### YOUR TASK
Could you write out, unchanged, the lines of the data from the one containing "Objective — one marker per instance of the white helmet" through the one containing "(1010, 517)", both included?

[Records from a dataset]
+-------+

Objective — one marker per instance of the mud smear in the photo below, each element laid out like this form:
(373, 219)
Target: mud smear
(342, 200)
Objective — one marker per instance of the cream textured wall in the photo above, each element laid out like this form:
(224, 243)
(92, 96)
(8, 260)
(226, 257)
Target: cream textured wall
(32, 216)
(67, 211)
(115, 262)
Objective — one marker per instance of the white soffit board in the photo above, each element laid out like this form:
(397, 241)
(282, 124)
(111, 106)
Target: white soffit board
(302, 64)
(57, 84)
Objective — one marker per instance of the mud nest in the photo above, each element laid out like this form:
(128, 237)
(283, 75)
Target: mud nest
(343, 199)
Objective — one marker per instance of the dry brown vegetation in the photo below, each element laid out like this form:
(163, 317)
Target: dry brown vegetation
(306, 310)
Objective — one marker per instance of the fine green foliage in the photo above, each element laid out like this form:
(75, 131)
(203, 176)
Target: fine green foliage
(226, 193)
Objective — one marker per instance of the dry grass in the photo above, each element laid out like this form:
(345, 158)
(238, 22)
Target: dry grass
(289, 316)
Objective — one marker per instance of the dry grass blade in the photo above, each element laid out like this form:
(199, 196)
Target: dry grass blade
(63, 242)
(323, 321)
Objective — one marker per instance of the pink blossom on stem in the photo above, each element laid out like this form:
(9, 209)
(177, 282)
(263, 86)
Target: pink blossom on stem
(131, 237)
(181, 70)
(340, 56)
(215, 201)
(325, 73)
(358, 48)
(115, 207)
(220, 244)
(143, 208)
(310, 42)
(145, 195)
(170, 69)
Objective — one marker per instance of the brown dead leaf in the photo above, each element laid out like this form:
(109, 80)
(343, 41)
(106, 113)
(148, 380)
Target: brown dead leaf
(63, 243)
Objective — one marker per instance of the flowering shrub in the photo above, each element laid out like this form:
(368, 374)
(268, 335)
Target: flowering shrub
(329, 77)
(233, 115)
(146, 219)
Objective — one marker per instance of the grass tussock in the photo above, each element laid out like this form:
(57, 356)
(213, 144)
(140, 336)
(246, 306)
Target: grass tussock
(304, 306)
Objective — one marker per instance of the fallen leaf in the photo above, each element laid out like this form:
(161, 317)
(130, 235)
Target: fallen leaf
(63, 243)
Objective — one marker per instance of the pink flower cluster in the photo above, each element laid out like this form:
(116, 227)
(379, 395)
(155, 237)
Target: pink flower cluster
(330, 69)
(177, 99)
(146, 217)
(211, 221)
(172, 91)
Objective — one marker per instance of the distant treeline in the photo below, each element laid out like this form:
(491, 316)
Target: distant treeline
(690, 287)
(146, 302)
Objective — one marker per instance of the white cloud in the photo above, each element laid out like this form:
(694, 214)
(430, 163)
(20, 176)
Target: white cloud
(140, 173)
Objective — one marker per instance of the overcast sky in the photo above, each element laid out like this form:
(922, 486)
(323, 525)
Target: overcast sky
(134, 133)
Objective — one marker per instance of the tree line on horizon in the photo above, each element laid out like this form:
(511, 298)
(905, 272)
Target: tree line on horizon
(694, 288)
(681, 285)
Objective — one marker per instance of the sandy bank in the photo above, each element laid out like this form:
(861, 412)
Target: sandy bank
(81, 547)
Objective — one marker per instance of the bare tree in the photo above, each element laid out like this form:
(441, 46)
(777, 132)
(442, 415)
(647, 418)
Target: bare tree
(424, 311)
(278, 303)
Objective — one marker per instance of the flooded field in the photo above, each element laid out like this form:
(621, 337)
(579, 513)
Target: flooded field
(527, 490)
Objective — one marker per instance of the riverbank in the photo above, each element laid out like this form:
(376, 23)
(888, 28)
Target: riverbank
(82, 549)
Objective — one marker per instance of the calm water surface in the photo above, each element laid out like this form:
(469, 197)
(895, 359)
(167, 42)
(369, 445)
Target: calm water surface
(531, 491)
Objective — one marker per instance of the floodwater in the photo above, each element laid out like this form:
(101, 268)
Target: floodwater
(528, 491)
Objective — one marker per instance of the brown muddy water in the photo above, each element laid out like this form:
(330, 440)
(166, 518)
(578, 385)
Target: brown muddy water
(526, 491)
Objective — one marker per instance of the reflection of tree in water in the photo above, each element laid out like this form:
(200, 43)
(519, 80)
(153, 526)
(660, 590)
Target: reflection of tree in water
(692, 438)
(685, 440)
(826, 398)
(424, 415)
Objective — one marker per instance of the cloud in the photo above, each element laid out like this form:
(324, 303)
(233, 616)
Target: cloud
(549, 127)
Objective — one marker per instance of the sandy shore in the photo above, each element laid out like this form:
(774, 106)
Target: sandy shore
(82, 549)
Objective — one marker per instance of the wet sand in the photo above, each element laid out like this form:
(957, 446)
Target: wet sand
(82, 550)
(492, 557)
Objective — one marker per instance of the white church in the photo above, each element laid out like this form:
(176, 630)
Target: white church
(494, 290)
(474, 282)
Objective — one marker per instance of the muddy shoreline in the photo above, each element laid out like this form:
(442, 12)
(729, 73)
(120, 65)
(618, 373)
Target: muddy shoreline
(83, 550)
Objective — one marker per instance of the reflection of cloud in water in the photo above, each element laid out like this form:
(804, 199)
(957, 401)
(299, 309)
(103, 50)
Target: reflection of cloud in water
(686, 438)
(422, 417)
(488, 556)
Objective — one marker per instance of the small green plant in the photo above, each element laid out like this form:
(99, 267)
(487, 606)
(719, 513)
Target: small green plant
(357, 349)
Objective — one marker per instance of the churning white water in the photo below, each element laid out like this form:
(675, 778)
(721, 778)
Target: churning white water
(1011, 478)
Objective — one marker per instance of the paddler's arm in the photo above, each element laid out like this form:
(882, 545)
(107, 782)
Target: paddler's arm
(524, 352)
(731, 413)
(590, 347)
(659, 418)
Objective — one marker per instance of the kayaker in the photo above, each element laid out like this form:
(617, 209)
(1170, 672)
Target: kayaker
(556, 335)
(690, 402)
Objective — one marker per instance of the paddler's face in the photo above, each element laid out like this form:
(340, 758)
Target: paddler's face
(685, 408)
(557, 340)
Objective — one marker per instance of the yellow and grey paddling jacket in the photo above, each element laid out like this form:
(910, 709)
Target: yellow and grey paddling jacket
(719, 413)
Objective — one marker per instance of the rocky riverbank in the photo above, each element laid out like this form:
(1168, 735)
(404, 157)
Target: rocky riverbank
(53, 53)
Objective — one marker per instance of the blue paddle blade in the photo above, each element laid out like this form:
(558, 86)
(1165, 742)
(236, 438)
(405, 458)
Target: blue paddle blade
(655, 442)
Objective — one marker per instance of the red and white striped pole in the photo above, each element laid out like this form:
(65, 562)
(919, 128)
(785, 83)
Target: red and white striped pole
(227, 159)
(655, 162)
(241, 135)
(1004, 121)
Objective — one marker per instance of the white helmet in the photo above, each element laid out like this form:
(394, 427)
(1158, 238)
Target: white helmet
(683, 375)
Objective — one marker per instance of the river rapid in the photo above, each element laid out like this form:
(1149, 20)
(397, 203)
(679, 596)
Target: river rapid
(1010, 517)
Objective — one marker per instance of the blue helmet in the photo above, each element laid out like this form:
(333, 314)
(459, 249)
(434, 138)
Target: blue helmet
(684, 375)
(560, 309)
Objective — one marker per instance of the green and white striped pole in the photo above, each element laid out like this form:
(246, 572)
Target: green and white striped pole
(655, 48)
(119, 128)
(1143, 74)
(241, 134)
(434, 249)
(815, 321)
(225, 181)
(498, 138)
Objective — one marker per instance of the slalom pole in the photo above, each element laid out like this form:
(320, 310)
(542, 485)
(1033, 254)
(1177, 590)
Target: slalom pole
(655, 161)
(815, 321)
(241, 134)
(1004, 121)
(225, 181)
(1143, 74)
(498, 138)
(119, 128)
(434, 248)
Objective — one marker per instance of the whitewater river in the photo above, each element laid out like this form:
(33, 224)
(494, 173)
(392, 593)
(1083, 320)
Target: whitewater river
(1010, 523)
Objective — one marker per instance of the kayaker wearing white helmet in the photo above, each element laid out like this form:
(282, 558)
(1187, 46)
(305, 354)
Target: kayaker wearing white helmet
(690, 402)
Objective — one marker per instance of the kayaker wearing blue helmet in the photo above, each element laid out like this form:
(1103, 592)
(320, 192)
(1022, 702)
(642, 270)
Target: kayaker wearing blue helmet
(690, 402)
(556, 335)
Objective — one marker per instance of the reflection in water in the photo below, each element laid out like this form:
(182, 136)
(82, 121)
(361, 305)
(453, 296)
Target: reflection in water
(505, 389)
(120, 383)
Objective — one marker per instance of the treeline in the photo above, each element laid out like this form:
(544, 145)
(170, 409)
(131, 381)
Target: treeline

+-------+

### SOLUTION FOR THIS TASK
Objective — one marker per instance of the white helmet in the photo above, each element laid out like this form:
(394, 427)
(1158, 238)
Target: white helmet
(683, 375)
Objective — one marker per instance of the river rapid in the photo above, each element laid out like this form:
(1149, 20)
(397, 203)
(679, 596)
Target: river rapid
(1010, 517)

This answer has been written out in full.